* **Work to be completed**:
The lines to repeat are those below from the one containing "Target: turquoise water" down to the one containing "Target: sky", both included; reproduce them exactly and nothing else.
+++ Data provided
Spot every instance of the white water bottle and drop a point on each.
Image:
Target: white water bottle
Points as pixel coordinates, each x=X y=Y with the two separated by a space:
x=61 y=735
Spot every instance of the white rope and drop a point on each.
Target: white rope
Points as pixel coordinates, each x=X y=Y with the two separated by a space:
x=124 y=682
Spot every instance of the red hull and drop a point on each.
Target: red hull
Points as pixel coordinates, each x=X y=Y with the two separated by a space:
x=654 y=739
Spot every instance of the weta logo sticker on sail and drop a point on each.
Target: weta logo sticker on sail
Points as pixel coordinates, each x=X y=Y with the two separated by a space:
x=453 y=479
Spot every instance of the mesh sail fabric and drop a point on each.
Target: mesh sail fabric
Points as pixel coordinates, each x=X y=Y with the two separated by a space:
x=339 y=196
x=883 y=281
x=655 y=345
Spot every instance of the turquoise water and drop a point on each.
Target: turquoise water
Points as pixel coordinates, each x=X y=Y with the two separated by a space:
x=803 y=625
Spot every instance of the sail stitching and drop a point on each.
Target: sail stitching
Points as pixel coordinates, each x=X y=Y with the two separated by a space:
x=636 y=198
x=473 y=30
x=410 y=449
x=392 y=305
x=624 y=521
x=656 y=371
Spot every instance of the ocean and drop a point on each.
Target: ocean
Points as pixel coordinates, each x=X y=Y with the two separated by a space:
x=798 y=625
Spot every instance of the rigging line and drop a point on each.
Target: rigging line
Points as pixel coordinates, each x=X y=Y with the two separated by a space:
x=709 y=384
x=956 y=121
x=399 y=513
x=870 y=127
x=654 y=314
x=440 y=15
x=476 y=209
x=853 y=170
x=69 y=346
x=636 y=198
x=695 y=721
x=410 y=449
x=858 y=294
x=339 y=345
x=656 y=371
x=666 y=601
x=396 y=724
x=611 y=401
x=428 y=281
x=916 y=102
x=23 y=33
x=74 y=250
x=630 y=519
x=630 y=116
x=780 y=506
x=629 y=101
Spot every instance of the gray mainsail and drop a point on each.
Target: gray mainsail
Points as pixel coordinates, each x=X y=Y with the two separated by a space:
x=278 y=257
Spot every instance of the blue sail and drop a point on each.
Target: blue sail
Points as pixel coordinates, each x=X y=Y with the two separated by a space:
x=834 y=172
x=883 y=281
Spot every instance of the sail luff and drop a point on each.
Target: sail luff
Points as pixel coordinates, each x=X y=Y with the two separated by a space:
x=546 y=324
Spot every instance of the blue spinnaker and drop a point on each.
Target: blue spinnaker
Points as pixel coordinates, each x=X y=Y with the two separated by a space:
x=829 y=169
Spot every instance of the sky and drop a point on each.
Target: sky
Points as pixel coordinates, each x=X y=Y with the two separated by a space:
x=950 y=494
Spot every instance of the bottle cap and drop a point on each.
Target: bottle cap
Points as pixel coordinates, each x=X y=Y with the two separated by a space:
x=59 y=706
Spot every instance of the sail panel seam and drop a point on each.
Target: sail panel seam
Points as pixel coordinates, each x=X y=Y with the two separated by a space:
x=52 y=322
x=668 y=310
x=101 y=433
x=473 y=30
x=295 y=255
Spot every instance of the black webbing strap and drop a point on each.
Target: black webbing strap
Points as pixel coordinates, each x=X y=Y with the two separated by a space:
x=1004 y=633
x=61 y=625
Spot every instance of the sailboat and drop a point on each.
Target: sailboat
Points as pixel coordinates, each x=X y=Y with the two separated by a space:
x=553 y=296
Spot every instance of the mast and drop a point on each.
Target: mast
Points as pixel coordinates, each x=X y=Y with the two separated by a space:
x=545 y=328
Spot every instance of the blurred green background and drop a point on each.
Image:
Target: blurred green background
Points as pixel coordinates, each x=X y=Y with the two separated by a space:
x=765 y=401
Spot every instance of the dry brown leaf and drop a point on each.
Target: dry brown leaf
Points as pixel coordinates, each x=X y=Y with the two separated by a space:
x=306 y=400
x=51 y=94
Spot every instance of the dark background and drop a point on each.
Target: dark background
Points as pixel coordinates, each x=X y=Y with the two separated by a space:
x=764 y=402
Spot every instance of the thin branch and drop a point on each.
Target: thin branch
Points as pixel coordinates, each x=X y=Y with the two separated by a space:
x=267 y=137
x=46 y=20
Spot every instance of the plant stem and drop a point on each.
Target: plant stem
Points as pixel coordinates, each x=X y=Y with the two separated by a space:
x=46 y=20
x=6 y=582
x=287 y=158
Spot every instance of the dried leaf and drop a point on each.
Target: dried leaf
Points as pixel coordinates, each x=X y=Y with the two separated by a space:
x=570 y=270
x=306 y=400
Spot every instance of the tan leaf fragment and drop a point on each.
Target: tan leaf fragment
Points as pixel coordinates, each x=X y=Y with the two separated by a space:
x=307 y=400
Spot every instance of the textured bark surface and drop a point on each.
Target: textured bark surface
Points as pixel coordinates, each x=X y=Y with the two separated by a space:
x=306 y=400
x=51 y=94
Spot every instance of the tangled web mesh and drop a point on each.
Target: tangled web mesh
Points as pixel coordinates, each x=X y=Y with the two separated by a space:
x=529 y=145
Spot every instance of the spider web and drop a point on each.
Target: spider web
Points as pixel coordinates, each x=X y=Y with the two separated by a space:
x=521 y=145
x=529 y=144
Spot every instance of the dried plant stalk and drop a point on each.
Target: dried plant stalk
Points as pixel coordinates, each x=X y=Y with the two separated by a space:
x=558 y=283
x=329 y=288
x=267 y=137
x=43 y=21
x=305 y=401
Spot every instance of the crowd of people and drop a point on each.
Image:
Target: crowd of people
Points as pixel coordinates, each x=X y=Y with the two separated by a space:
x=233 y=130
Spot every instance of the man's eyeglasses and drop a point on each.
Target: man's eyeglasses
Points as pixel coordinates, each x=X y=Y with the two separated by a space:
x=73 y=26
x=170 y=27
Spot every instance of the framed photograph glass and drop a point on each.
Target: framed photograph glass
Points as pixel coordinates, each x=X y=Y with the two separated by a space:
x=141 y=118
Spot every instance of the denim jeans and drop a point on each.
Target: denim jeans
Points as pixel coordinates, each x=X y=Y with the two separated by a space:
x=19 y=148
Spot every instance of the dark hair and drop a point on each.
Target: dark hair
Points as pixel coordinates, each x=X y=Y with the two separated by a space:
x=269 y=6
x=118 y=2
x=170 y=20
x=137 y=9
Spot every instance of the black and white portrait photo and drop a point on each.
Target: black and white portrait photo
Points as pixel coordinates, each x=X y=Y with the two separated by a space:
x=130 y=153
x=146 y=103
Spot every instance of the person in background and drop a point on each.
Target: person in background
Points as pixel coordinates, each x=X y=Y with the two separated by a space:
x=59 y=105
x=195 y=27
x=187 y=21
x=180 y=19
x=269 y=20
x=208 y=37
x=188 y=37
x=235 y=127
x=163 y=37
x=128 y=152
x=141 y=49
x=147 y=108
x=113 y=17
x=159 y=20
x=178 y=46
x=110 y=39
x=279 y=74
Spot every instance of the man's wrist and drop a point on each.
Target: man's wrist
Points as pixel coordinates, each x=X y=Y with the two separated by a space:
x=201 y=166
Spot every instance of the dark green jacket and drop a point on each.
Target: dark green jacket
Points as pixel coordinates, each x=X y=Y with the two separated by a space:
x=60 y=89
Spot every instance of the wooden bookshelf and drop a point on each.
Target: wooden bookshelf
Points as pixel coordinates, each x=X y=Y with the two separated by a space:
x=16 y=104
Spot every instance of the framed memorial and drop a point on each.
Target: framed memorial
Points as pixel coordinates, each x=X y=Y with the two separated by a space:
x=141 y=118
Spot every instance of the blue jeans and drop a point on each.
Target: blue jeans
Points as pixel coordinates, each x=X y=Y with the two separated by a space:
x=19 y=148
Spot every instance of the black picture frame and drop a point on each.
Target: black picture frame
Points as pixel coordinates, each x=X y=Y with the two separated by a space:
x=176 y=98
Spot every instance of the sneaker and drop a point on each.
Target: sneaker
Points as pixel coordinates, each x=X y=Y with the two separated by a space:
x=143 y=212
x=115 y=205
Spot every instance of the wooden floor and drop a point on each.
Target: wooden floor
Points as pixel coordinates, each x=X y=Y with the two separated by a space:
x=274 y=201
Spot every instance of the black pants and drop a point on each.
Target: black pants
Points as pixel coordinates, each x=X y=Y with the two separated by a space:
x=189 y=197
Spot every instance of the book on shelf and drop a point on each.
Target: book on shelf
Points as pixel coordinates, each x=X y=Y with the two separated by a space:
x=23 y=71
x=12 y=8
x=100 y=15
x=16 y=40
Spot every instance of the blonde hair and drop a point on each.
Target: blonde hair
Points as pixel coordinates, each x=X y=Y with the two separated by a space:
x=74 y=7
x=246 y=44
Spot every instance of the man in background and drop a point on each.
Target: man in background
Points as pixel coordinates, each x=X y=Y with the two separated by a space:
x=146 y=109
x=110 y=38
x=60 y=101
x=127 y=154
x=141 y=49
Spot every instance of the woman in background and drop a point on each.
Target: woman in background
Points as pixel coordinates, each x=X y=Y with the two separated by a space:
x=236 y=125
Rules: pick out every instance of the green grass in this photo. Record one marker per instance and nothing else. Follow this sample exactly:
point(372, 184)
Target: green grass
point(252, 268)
++++++
* **Your response**:
Target: turquoise water
Points as pixel coordinates, each x=X y=Y with the two separated by a space:
x=803 y=625
Spot every instance of the sail stitching and drop a point on each.
Target: sail stitching
Points as pixel coordinates, each x=X y=Y with the two separated by a space:
x=636 y=198
x=473 y=30
x=410 y=449
x=392 y=305
x=624 y=521
x=656 y=371
Spot every instance of the ocean and drop a point on each.
Target: ocean
Points as pixel coordinates, each x=X y=Y with the two separated by a space:
x=798 y=625
Spot every instance of the rigging line and drop a point on each.
Target: rigging line
Points as pixel coordinates, each x=X y=Y with the two separated by a space:
x=709 y=384
x=956 y=121
x=399 y=513
x=870 y=127
x=654 y=314
x=440 y=15
x=476 y=209
x=853 y=170
x=69 y=346
x=636 y=198
x=695 y=721
x=410 y=449
x=858 y=294
x=339 y=345
x=656 y=371
x=666 y=601
x=396 y=724
x=611 y=401
x=428 y=281
x=916 y=102
x=23 y=33
x=74 y=250
x=630 y=519
x=630 y=116
x=780 y=506
x=629 y=101
Spot every instance of the gray mainsail and drop a point on each.
Target: gray mainsail
Points as pixel coordinates, each x=X y=Y with the two separated by a space:
x=278 y=257
Spot every instance of the blue sail and drop a point on each.
Target: blue sail
Points as pixel coordinates, each x=X y=Y with the two separated by a space:
x=834 y=172
x=883 y=281
Spot every instance of the sail luff and drop a point on each.
Target: sail luff
Points as pixel coordinates, each x=X y=Y with the two separated by a space:
x=546 y=324
Spot every instance of the blue spinnaker and drop a point on each.
Target: blue spinnaker
Points as pixel coordinates, each x=X y=Y with the two separated by a space:
x=829 y=169
Spot every instance of the sky and drop a point on each.
Target: sky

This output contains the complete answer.